**What the task asks:**
Working from the records below, repeat exactly the lines starting at the line that contains "house in the photo above." and ending at the line that contains "embankment in the photo above.", inclusive.
Content starts
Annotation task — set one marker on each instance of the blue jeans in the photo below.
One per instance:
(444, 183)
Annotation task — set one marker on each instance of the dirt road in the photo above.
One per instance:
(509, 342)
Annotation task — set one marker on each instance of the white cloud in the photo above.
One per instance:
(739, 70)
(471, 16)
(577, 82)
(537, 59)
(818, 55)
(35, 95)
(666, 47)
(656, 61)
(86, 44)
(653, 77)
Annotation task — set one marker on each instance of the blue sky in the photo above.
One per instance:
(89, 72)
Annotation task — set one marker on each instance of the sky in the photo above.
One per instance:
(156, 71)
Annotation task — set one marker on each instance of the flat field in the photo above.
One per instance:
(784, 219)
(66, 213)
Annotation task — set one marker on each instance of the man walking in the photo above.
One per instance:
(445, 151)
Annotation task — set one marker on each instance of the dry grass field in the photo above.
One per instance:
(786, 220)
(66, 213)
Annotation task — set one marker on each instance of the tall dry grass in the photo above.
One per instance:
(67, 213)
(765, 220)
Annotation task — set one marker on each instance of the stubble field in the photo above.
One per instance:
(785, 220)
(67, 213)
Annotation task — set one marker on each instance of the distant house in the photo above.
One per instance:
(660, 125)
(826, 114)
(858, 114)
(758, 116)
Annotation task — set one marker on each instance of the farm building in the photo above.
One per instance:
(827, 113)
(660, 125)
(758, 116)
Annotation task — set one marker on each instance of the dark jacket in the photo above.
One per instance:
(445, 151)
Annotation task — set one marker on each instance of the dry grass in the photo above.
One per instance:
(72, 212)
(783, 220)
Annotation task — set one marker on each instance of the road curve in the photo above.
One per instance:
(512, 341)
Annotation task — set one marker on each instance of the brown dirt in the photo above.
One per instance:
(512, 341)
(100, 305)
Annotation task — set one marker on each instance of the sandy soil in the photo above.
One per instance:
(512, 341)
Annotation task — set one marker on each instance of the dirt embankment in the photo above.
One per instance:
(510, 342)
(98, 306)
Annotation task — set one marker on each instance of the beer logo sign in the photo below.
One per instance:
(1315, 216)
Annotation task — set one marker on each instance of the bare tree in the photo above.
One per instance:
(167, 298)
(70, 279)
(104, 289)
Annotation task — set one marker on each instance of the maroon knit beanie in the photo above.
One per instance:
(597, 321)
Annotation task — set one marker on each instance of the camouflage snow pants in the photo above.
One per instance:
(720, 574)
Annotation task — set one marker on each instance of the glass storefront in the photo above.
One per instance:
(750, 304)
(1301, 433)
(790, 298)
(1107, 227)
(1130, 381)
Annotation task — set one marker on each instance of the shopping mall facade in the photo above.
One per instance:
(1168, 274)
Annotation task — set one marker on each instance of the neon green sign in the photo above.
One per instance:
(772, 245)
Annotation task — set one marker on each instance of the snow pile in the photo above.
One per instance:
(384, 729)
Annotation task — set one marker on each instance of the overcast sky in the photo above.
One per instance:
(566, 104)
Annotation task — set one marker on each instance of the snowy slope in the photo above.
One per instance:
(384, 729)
Content ends
**Answer for the task:**
Annotation task — set one marker on each instance of the distant house in the photo above.
One per instance:
(660, 125)
(826, 114)
(858, 114)
(758, 116)
Annotation task — set one marker on each instance of the farm building in the photo above.
One per instance:
(827, 113)
(660, 125)
(758, 116)
Annotation task — set one marker on each instance of the dark jacket in the photo above.
One per instance:
(445, 151)
Annotation task — set one marker on each instance of the dry grass in the photo above.
One per instance:
(72, 212)
(783, 220)
Annotation task — set one marker on each instance of the road curve in the photo above.
One per instance:
(512, 341)
Annotation task — set one marker on each instance of the brown dirt in the photo above.
One per instance:
(512, 341)
(100, 305)
Annotation task — set one marker on each instance of the sandy soil in the photo above.
One per instance:
(512, 341)
Annotation task — set one marker on each instance of the dirt embankment in the photo above.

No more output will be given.